··· Data to examine
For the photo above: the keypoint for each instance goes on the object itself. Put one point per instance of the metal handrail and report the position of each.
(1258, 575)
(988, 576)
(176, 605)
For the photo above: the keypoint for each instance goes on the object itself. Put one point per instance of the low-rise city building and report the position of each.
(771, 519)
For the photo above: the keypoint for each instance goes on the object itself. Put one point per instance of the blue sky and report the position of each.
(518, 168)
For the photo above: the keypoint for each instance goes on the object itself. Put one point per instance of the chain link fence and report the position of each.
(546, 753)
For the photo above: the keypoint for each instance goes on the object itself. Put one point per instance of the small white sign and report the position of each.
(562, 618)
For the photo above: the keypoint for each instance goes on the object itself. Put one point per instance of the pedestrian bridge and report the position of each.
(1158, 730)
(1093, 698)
······
#### [How to complete this task]
The lines to write out run from the one with "sign and report the position of each." through the end of the records. Give them exactly, and only them.

#### [Output below]
For the photo above: the keypoint for each instance goes on the object itself. Put one point per instance of the small white sign and report the position of each.
(562, 618)
For the photo above: the keypoint for each instance goes on the object itself. Put one point per instance of the pedestrian bridge and report the position of each.
(1158, 730)
(1093, 698)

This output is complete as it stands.